Exercise requirements –
**a)** Decide whether each statement below agrees with the geospatial exercise. Answer yes or no and quote the exact words from the exercise that decide it.
(i) The exercise names `folium` or `ipyleaflet` as tools for making a map.
(ii) The map should zoom in on counties ranging from San Francisco to San Diego.
(iii) The average trips per stop by county should be a weighted average.
**b)** Answer these questions from the geospatial exercise, one answer per line:
(i) Which file does the exercise point to for finding which ITP IDs belong to which operators?
(ii) Which make command does the import hint say to run?
(iii) What geographic scope does the exercise set?
**c)** Continue the geospatial exercise from the point where it stops.

Text –
>>>>>

## Exercise 5: Geospatial wrangling and making maps

Skills: 
* More geospatial practice building on earlier skills
* Make a map with `folium` or `ipyleaflet` using `shared_utils.map_utils`

References: 
* https://cityoflosangeles.github.io/best-practices/data-analysis-intermediate.html
* https://docs.calitp.org/data-infra/analytics_tools/python_libraries.html
* https://docs.calitp.org/data-infra/analytics_examples/warehouse_tutorial.html
* https://docs.calitp.org/data-infra/analytics_examples/new_tutorial.html

In [None]:
import geopandas as gpd
import intake
import pandas as pd

from calitp.tables import tbl
from calitp import query_sql
from siuba import *

# Hint: if this doesn't import: refer to docs for correctly import
# cd into _shared_utils folder, run the make setup_env command
import shared_utils

## Research Question

What's the average number of trips per stop by operators in southern California? Show visualizations at the operator and county-level.
<br>**Geographic scope:** southern California counties
<br>**Deliverables:** chart(s) and map(s) showing metrics comparing across counties and also across operators. Make these visualizations using function(s).

### Prep data

* Use the same query, but grab a different set of operators. These are in southern California, so the map should zoom in counties ranging from LA to SD.
* To find what ITP IDs are what operators:
[agencies.yml](https://github.com/cal-itp/data-infra/blob/main/airflow/data/agencies.yml)
* *Hint*: for some counties, there are multiple operators. Make sure the average trips per stop by counties is the weighted average.

<<<<<

Dataset content –
>>>>>

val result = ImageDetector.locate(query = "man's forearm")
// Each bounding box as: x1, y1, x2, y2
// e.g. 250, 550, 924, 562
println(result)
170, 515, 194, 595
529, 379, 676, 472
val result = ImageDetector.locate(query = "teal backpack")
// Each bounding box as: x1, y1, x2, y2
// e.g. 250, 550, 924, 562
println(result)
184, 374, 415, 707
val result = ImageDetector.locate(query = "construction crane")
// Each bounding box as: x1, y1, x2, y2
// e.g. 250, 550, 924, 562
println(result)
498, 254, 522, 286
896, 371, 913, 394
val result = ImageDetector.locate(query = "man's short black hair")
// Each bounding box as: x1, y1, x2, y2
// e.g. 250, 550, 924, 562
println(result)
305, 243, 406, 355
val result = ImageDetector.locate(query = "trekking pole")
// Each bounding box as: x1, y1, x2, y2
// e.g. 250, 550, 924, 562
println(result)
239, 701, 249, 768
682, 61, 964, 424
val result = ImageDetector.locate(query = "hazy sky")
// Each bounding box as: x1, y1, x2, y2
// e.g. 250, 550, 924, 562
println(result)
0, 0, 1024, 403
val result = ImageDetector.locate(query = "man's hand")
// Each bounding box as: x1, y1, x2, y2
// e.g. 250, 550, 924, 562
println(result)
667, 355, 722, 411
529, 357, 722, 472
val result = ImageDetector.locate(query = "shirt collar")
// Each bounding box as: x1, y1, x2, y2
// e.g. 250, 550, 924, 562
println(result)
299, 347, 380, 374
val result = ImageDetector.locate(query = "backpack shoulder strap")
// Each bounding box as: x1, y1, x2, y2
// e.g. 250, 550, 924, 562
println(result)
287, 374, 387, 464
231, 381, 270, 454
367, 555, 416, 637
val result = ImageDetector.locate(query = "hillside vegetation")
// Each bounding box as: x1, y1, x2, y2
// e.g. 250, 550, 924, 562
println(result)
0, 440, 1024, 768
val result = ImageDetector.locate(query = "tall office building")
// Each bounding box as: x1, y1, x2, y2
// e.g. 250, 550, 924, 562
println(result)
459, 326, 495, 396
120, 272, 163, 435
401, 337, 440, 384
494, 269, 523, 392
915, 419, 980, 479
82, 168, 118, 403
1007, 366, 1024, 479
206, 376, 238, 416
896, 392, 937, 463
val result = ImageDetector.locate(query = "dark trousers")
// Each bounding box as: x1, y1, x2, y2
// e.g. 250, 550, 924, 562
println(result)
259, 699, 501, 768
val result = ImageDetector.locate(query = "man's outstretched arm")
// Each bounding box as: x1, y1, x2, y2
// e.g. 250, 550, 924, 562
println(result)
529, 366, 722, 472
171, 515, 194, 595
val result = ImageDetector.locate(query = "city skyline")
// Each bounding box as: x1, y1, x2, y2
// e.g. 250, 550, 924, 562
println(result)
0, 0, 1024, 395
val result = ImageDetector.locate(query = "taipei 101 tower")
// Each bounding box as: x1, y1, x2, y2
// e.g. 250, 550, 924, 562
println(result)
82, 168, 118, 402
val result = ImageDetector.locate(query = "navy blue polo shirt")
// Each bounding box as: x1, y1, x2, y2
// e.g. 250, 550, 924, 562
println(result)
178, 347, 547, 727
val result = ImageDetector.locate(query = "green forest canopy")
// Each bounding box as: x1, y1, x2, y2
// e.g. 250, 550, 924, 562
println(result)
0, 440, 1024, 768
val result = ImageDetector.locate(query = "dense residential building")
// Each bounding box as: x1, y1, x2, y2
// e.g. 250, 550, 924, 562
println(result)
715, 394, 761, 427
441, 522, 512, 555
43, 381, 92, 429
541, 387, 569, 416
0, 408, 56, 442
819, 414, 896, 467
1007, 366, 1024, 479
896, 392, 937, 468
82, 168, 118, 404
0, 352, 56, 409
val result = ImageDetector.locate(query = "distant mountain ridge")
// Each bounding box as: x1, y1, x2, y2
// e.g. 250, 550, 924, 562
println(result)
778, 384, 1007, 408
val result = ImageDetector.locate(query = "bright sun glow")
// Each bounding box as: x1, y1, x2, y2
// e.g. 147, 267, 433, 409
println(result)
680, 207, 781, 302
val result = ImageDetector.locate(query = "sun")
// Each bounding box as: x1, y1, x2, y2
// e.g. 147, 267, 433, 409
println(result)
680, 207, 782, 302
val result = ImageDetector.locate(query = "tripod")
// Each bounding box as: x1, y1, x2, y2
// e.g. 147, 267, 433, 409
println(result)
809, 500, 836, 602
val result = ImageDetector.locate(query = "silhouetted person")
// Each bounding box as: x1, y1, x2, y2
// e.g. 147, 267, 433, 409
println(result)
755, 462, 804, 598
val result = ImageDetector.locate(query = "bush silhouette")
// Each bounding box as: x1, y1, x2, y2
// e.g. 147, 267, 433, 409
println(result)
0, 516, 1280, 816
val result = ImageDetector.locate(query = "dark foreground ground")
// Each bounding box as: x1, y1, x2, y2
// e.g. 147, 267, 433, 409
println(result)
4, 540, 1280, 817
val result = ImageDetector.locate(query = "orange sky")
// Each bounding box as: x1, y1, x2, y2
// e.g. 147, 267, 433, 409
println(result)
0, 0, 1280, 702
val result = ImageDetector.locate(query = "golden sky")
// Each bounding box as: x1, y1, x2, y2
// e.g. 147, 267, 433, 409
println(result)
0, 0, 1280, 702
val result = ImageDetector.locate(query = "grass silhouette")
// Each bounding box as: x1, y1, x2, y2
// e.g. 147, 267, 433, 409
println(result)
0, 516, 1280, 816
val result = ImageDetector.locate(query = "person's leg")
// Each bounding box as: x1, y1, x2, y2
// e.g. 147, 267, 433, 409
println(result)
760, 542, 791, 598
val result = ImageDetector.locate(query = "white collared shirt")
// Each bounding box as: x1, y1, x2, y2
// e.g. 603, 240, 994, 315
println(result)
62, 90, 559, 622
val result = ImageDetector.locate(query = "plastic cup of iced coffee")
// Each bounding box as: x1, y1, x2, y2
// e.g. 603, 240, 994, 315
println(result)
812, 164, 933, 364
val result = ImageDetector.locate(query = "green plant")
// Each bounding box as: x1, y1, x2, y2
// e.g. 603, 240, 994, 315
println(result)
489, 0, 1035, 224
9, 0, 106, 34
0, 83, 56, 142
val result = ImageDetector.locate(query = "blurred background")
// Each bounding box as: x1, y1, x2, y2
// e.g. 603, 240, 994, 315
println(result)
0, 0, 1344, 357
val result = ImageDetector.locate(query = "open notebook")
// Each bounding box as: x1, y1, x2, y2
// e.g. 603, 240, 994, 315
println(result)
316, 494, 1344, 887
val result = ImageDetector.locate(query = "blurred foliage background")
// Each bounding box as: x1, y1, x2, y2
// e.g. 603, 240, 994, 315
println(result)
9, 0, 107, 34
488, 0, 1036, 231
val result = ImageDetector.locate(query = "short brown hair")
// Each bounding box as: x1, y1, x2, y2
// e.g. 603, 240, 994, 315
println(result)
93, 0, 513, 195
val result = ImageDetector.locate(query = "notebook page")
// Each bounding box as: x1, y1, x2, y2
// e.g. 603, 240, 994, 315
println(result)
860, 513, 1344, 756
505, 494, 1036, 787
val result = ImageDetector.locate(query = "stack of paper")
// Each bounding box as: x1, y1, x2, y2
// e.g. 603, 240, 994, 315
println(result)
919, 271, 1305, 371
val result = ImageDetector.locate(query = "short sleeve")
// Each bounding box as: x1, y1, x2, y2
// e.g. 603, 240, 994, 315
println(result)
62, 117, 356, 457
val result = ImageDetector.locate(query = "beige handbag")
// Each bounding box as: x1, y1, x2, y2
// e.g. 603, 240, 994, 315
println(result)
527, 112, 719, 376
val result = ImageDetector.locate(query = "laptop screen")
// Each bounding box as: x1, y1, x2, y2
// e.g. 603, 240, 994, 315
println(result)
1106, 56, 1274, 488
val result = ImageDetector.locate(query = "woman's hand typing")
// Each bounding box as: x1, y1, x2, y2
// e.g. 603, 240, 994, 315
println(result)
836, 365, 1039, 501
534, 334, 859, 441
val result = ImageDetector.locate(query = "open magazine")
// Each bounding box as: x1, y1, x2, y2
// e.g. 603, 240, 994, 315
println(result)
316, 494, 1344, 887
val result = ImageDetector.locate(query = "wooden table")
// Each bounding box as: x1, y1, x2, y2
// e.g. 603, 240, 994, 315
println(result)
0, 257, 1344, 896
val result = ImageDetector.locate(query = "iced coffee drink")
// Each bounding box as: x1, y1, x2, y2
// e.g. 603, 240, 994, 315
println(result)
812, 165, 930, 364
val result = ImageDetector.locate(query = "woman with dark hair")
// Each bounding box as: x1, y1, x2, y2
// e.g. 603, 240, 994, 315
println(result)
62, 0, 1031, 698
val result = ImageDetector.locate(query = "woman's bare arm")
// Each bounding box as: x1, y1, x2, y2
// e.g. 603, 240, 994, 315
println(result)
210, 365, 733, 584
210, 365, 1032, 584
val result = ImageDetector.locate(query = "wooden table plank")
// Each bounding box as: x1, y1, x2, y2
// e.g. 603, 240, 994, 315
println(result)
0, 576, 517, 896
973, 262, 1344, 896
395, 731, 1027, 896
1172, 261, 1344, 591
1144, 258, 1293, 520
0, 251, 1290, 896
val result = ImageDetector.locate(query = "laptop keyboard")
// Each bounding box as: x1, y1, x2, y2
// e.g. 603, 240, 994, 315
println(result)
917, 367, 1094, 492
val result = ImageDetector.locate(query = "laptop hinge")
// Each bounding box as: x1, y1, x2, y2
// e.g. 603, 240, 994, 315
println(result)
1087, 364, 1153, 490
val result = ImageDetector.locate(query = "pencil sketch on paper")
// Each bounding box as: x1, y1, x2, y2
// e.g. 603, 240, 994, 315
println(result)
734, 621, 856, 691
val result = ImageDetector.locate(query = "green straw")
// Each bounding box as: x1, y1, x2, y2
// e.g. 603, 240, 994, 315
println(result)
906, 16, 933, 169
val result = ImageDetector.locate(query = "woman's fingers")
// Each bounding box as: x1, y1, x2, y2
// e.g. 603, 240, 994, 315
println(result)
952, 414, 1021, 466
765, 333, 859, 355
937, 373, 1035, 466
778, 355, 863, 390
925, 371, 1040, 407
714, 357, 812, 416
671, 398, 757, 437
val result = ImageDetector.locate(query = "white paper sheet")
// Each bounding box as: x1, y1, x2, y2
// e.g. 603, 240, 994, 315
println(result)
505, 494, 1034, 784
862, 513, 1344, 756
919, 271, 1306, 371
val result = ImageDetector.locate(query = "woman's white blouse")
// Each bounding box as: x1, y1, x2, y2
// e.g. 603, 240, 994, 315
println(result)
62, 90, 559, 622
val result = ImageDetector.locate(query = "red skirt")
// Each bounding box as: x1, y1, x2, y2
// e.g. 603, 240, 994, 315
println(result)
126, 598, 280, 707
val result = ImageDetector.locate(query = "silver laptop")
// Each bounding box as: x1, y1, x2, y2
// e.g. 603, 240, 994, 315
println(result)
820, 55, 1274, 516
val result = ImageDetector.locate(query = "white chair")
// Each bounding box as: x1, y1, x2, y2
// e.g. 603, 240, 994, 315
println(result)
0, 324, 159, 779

<<<<<

Written responses –
**a)**
(i) Yes: "Make a map with `folium` or `ipyleaflet` using `shared_utils.map_utils`"
(ii) No: "the map should zoom in counties ranging from LA to SD"
(iii) Yes: "Make sure the average trips per stop by counties is the weighted average."

**b)**
(i) agencies.yml
(ii) make setup_env
(iii) Southern California counties

**c)**
* Use the same [shapefile for CA counties](https://gis.data.ca.gov/datasets/CALFIRE-Forestry::california-county-boundaries/explore?location=37.246136%2C-119.002032%2C6.12) as in Exercise 4.
* Join the data and only keep counties that have bus stops.

In [None]:
ITP_ID = [182, 183, 278, 154, 235, 232]
stops = (
    tbl.views.gtfs_schedule_dim_stops()
    >> select(_.itp_id == _.calitp_itp_id, _.stop_id, 
             _.stop_lat, _.stop_lon, _.stop_name)
    >> arrange(_.itp_id, _.stop_id, 
               _.stop_lat, _.stop_lon)
    >> collect()
    >> filter(_.itp_id.isin(ITP_ID))
)

### Bring in a new table from BigQuery

* In `transitstacks`, there's a table called `ntd_stats`. 
* Decide what columns to keep.
* Merge `ntd_stats` with the `stops` table to create 1 df.

### Aggregate
* Write a function to aggregate to the operator level or county level, add new columns for desired metrics.
* Merge in CA shapefile to get a gdf.
* Add another `geometry` column, called `centroid`, and grab the county's centroid.
* Refer to [docs](https://geopandas.org/en/stable/docs/reference/api/geopandas.GeoDataFrame.set_geometry.html) to see how to pick which column to use as the `geometry` for the gdf, since technically, a gdf can handle multiple geometry columns.

### Visualizations
* Make one chart for comparing trips per stop by operators, and another chart for comparing it by counties. Use a function to do this.
* Make 1 map for comparing trips per stop by counties. Use `shared_utils.map_utils` to do this.
* Visualizations should follow the Cal-ITP style guide.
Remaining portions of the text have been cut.